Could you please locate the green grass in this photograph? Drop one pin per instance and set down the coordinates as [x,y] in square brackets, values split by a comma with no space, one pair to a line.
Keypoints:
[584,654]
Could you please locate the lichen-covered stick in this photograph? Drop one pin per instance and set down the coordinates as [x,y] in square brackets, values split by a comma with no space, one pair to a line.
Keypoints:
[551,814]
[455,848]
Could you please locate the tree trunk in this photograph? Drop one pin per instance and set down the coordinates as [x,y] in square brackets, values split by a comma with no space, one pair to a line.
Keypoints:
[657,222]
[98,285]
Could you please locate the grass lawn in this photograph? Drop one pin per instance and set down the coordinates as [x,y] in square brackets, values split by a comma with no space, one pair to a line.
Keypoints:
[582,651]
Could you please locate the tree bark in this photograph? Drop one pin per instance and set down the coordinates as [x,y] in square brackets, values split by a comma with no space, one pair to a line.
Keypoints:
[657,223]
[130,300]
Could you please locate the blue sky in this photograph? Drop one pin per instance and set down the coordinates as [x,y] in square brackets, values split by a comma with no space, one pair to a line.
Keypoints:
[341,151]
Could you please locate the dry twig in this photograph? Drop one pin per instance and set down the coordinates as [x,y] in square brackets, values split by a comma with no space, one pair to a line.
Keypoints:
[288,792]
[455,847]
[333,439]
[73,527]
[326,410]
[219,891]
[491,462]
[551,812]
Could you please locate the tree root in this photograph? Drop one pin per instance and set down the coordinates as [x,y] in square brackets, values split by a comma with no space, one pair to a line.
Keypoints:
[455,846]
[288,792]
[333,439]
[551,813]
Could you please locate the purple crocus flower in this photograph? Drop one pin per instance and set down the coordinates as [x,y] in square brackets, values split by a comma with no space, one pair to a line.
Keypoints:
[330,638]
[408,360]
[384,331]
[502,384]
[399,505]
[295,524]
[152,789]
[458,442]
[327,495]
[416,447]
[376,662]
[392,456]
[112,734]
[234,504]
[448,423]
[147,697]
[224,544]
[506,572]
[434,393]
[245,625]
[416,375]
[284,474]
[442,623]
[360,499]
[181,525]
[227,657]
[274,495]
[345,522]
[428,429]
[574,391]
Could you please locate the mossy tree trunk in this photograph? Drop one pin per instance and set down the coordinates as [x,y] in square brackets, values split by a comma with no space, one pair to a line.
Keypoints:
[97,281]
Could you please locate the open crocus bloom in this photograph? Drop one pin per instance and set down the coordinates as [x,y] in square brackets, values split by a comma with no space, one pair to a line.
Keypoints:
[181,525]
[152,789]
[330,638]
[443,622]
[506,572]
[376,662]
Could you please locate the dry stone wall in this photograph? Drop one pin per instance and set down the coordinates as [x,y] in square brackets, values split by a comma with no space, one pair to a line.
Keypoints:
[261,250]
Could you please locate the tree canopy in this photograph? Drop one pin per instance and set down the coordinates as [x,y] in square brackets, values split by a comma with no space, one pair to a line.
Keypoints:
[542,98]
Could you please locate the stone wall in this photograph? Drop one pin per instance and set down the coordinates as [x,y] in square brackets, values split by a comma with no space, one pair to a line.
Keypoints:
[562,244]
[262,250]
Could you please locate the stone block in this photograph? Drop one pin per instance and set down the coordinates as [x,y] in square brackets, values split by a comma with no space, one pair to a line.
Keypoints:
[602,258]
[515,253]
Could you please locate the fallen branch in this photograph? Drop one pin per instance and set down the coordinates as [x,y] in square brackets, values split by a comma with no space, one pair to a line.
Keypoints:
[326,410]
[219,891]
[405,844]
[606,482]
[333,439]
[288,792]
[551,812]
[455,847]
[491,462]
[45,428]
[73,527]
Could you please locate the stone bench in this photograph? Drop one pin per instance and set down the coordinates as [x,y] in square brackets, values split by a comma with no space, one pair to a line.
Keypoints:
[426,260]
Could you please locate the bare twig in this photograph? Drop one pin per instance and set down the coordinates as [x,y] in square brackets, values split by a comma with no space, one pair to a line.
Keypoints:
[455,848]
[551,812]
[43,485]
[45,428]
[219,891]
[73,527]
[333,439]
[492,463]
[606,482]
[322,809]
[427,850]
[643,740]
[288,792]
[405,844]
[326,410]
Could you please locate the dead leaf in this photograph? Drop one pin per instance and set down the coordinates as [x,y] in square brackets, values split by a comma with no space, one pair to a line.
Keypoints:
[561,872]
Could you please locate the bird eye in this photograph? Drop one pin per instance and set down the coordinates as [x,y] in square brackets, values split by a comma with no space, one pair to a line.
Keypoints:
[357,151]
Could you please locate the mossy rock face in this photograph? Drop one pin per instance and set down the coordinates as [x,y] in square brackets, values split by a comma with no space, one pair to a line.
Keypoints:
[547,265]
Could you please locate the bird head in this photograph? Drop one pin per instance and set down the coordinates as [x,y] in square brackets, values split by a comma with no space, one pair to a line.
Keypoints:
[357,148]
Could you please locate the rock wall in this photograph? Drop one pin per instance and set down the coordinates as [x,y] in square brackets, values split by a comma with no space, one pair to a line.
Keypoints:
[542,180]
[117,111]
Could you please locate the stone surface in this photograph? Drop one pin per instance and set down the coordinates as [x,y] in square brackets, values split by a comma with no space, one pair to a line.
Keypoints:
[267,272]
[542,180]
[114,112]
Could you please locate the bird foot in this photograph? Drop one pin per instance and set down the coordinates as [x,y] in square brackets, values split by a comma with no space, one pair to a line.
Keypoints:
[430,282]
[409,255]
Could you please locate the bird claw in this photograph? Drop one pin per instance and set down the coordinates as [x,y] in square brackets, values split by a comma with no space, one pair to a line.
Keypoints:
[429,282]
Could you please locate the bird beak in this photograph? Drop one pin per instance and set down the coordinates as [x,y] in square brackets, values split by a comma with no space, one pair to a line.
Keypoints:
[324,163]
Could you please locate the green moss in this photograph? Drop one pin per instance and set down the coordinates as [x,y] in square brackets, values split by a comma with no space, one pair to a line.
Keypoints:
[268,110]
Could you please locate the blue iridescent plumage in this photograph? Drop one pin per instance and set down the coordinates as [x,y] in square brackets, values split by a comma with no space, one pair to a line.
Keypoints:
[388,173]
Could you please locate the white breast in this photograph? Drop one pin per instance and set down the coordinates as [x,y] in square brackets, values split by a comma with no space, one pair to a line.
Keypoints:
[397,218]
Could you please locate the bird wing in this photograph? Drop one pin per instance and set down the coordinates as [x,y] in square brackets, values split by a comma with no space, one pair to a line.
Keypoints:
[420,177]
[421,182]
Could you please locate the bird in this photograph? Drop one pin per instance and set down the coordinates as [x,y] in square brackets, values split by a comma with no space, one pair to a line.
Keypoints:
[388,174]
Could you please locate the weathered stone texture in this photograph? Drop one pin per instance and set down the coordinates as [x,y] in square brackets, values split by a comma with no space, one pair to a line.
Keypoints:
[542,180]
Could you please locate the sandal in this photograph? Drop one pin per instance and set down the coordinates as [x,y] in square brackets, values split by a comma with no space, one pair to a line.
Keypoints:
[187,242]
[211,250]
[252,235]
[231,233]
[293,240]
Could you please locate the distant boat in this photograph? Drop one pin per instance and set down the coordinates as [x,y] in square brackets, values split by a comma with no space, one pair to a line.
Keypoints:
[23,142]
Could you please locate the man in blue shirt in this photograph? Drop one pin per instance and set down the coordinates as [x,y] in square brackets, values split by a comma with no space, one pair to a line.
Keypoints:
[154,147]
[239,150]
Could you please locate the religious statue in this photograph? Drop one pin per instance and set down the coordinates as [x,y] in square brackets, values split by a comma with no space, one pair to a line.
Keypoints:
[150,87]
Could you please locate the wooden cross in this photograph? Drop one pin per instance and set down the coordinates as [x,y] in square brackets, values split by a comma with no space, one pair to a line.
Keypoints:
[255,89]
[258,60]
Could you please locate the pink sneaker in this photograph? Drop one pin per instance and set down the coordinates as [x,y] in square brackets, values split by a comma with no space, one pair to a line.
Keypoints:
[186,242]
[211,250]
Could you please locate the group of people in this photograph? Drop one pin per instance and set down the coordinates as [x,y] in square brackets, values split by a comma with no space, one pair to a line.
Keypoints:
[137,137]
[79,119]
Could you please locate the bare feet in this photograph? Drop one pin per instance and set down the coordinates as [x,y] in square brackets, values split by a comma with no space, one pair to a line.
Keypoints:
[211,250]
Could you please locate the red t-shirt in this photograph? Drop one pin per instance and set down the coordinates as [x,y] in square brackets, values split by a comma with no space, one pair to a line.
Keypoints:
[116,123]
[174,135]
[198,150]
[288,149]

****************************************

Work required - Quote only the lines from the line containing "Could you please locate the distant" through the end of the listing, please, keeping both the first and the last line.

Written reply -
Could you please locate the distant boat in this photograph? Drop one pin per instance and set down the coordinates as [x,y] in square brackets, values split by a comma with no space, one pair to a line.
Keypoints:
[23,142]
Could you please locate the man in blue shirt in this photograph? Drop one pin per instance and set down the coordinates as [x,y] in square brackets, values split by a comma with no space, one pair to a line.
Keypoints:
[154,147]
[239,150]
Could you please locate the religious statue in this photograph? Drop one pin per instance and set down the coordinates as [x,y] in square brackets, values split by a comma with no space, one pair to a line.
Keypoints:
[150,87]
Could you please locate the wooden cross in this photograph? Drop one pin per instance and set down the coordinates as [x,y] in square brackets, values split by a comma with no space, one pair to a line.
Keypoints:
[255,89]
[258,60]
Could you please locate the pink sneaker in this photograph? Drop one pin per instance and set down the coordinates as [x,y] in square brackets, values split by a comma with no space, one pair to a line.
Keypoints:
[186,242]
[211,250]
Could you please locate the group of people in this photograph? Drop one pin per instance and set down the coordinates as [x,y] in square brackets, values split by a comma with no space, one pair to a line.
Keypoints:
[137,137]
[79,119]
Could you please locate the bare feet in this photograph? Drop one pin per instance and set down the coordinates as [x,y] in square brackets, values split by a comma with no space, one pair to a line.
Keypoints:
[211,250]
Could you please locate the red t-shirt in this photograph? Drop one pin per instance and set down the coordinates as [x,y] in square brackets, values split by a comma with no space, one pair to a line.
Keypoints:
[116,123]
[174,135]
[198,150]
[288,149]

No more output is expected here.